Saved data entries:

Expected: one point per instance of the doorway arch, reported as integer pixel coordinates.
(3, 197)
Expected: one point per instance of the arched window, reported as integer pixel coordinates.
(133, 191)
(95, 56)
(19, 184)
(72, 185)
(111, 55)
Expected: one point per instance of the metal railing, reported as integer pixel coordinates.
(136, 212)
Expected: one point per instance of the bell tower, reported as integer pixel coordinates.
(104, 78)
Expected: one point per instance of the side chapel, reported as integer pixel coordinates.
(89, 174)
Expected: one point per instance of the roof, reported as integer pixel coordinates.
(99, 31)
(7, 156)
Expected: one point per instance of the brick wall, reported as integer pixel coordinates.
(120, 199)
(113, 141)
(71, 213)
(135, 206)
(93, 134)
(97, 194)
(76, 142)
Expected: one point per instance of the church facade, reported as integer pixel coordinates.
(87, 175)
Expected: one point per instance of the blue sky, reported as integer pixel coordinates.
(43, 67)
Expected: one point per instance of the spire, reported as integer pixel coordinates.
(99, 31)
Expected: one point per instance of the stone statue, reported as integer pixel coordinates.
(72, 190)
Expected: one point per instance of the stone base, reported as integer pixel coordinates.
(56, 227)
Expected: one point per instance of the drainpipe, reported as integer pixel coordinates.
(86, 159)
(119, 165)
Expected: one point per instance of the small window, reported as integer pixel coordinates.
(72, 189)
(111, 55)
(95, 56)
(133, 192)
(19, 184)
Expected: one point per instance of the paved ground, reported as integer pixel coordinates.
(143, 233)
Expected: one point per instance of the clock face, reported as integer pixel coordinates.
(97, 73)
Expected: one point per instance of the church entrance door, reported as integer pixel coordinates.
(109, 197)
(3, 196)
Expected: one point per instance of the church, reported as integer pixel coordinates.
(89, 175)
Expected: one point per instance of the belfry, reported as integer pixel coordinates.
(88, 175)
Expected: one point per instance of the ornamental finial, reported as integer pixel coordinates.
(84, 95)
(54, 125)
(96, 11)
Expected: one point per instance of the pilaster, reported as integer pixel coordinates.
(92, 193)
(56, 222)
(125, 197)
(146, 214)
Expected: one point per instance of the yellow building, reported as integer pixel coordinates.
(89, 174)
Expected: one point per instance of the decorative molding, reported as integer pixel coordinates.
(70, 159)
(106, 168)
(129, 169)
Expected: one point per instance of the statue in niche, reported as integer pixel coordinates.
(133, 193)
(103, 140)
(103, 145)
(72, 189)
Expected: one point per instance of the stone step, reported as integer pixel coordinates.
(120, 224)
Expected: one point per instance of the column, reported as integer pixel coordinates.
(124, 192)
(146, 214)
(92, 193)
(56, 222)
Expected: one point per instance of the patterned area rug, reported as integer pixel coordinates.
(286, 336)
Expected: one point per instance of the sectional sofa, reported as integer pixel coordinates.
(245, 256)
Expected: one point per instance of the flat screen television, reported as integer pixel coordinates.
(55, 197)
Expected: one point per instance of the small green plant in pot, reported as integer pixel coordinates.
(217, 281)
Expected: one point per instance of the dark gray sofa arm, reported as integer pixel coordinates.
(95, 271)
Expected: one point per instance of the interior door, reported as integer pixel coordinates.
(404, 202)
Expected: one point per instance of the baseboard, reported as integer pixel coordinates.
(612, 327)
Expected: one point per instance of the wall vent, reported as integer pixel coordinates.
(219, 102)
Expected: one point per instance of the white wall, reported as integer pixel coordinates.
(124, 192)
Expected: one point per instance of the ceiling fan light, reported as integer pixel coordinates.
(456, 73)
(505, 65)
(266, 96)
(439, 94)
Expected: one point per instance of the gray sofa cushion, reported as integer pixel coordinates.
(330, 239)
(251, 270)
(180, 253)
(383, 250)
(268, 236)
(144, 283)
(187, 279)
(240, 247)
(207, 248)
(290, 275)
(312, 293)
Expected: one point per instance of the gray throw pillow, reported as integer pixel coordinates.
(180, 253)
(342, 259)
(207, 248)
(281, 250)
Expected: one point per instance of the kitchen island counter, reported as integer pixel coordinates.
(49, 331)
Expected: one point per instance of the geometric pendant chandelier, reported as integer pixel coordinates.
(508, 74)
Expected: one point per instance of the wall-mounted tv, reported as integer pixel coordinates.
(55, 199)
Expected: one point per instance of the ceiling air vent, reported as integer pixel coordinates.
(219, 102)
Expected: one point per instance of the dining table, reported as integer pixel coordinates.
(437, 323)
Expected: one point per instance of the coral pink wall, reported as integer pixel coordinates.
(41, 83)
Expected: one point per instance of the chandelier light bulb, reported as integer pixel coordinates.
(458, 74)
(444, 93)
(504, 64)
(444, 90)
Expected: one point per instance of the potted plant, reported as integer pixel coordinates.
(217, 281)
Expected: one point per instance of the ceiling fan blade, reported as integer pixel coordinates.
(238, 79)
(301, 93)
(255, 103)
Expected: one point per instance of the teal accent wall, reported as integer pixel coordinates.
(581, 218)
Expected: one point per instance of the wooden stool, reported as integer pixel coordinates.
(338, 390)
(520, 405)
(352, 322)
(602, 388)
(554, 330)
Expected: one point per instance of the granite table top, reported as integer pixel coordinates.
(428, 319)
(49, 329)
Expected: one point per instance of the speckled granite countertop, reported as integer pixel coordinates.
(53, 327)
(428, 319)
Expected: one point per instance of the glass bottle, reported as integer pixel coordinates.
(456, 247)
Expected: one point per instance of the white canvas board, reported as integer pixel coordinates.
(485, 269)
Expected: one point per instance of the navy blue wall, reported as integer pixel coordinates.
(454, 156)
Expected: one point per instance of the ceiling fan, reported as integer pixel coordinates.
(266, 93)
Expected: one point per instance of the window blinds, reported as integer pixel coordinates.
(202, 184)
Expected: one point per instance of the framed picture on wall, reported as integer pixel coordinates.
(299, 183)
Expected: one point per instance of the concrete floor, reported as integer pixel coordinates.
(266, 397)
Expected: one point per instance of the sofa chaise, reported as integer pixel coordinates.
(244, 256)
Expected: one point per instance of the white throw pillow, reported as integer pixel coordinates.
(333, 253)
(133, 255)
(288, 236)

Exercise directions: Arrange the lines of all the items above as one numbered list, omitting any blank lines.

Solution to this problem:
1. Expected: one point per instance of the doorway arch, reported as integer pixel coordinates.
2. (3, 197)
3. Expected: one point per instance of the arched window, reported as integer pixel coordinates.
4. (133, 191)
5. (95, 56)
6. (19, 184)
7. (72, 185)
8. (111, 55)
9. Expected: one point per instance of the metal railing, reported as integer pixel coordinates.
10. (136, 212)
11. Expected: one point per instance of the bell tower, reported as integer pixel coordinates.
12. (104, 78)
13. Expected: one point per instance of the side chapel, reported as integer pixel coordinates.
14. (89, 174)
15. Expected: one point per instance of the roof, reported as integer pixel coordinates.
16. (99, 31)
17. (7, 156)
18. Expected: one point per instance of the brick wall, reported as integer pixel coordinates.
19. (120, 199)
20. (113, 141)
21. (71, 213)
22. (135, 206)
23. (93, 134)
24. (97, 194)
25. (76, 142)
26. Expected: one point per instance of the church facade, reported as integer pixel coordinates.
27. (87, 175)
28. Expected: one point per instance of the blue sky, reported as integer pixel coordinates.
29. (43, 67)
30. Expected: one point per instance of the spire, reported as integer pixel coordinates.
31. (99, 31)
32. Expected: one point per instance of the stone statue, reported as integer pixel coordinates.
33. (72, 190)
34. Expected: one point per instance of the stone base, reported as integer pixel coordinates.
35. (56, 227)
36. Expected: one point per instance of the drainpipe, reported as integer pixel coordinates.
37. (86, 159)
38. (119, 165)
39. Expected: one point per instance of the small window, reported as integer pixel coordinates.
40. (72, 189)
41. (111, 55)
42. (95, 56)
43. (133, 192)
44. (19, 184)
45. Expected: one point per instance of the paved ground, reported as integer pixel coordinates.
46. (143, 233)
47. Expected: one point per instance of the clock face, reported as integer pixel coordinates.
48. (97, 73)
49. Expected: one point per instance of the church entrance door, reported as integer pixel coordinates.
50. (109, 197)
51. (3, 196)
52. Expected: one point per instance of the church, reported as integer pixel coordinates.
53. (89, 175)
54. Expected: one point per instance of the belfry, reported as integer pixel coordinates.
55. (88, 175)
56. Expected: one point per instance of the ornamental finial, reported as integer pixel coordinates.
57. (84, 95)
58. (54, 125)
59. (96, 11)
60. Expected: one point per instance of the pilaster, reported as integer pixel coordinates.
61. (92, 193)
62. (56, 222)
63. (125, 197)
64. (146, 214)
65. Expected: one point per instance of the yellow building, reported as integer pixel coordinates.
66. (89, 174)
67. Expected: one point per instance of the decorative molding, reported as integer pixel coordinates.
68. (70, 159)
69. (106, 168)
70. (129, 169)
71. Expected: one point per instance of the statue in niche, reported as integer pixel coordinates.
72. (133, 193)
73. (103, 140)
74. (103, 145)
75. (72, 189)
76. Expected: one point per instance of the stone step, reported as integer pixel coordinates.
77. (120, 224)
78. Expected: one point per instance of the column, reported as integer pixel coordinates.
79. (124, 192)
80. (146, 214)
81. (92, 193)
82. (56, 222)
83. Expected: one point per instance of the patterned area rug, reported as integer pixel coordinates.
84. (286, 336)
85. Expected: one point per instance of the sectional sofa, reported as integer pixel coordinates.
86. (245, 256)
87. Expected: one point per instance of the flat screen television, reported as integer pixel coordinates.
88. (55, 197)
89. Expected: one point per instance of the small green plant in pot, reported as integer pixel coordinates.
90. (217, 281)
91. Expected: one point per instance of the dark gray sofa arm, reported as integer pixel coordinates.
92. (95, 271)
93. Expected: one point per instance of the interior door, reported as integer pixel coordinates.
94. (404, 202)
95. Expected: one point per instance of the baseboard, reported as integer pixel coordinates.
96. (612, 327)
97. Expected: one point per instance of the wall vent, reported as integer pixel coordinates.
98. (219, 102)
99. Expected: one point per instance of the white wall, reported as integer pixel coordinates.
100. (124, 192)
101. Expected: one point per instance of the ceiling fan light, reported as integer pixel coordinates.
102. (456, 73)
103. (505, 65)
104. (266, 96)
105. (439, 94)
106. Expected: one point per instance of the gray sofa cushion, reported as integer pixel coordinates.
107. (330, 239)
108. (251, 270)
109. (180, 253)
110. (383, 250)
111. (268, 236)
112. (144, 283)
113. (187, 279)
114. (240, 247)
115. (207, 248)
116. (290, 275)
117. (312, 293)
118. Expected: one point per instance of the gray throw pillow, reported as integer pixel coordinates.
119. (180, 253)
120. (342, 259)
121. (207, 248)
122. (281, 250)
123. Expected: one point per instance of the kitchen island counter, reported as integer pixel coordinates.
124. (49, 331)
125. Expected: one point per instance of the geometric pendant chandelier, reported as integer pixel coordinates.
126. (508, 74)
127. Expected: one point per instance of the wall-mounted tv, reported as integer pixel coordinates.
128. (55, 199)
129. Expected: one point per instance of the ceiling air vent, reported as integer pixel coordinates.
130. (219, 102)
131. Expected: one point per instance of the dining table, reported as integer pixel coordinates.
132. (437, 323)
133. Expected: one point per instance of the coral pink wall, reported as integer pixel coordinates.
134. (41, 83)
135. Expected: one point per instance of the chandelier light bulb, reported as integer pixel coordinates.
136. (458, 74)
137. (444, 93)
138. (504, 64)
139. (444, 90)
140. Expected: one point per instance of the potted plant, reported as integer pixel coordinates.
141. (217, 281)
142. Expected: one point per instance of the ceiling fan blade, reported as integer pixel coordinates.
143. (238, 79)
144. (301, 93)
145. (255, 103)
146. Expected: one point per instance of the teal accent wall, reported as integer pixel coordinates.
147. (581, 218)
148. Expected: one point per instance of the wooden stool, reported as integer pixel coordinates.
149. (338, 390)
150. (520, 405)
151. (352, 322)
152. (602, 388)
153. (554, 330)
154. Expected: one point per instance of the granite table top, reported as integer pixel coordinates.
155. (428, 319)
156. (49, 329)
157. Expected: one point per instance of the speckled granite countertop, reported as integer pixel coordinates.
158. (53, 327)
159. (428, 319)
160. Expected: one point per instance of the glass bottle, reported as integer pixel coordinates.
161. (456, 247)
162. Expected: one point per instance of the white canvas board, reported as integer pixel coordinates.
163. (485, 269)
164. Expected: one point per instance of the navy blue wall, reported as integer pixel coordinates.
165. (454, 156)
166. Expected: one point per instance of the ceiling fan, reported as integer pixel coordinates.
167. (266, 93)
168. Expected: one point per instance of the window blinds, reported as integer pixel coordinates.
169. (202, 184)
170. Expected: one point per instance of the framed picture on wall, reported as integer pixel coordinates.
171. (299, 183)
172. Expected: one point per instance of the concrete floor, reported as integer pixel coordinates.
173. (266, 397)
174. Expected: one point per instance of the sofa chaise, reported as integer pixel coordinates.
175. (244, 256)
176. Expected: one point per instance of the white throw pillow, reported as integer pixel coordinates.
177. (333, 253)
178. (133, 255)
179. (288, 236)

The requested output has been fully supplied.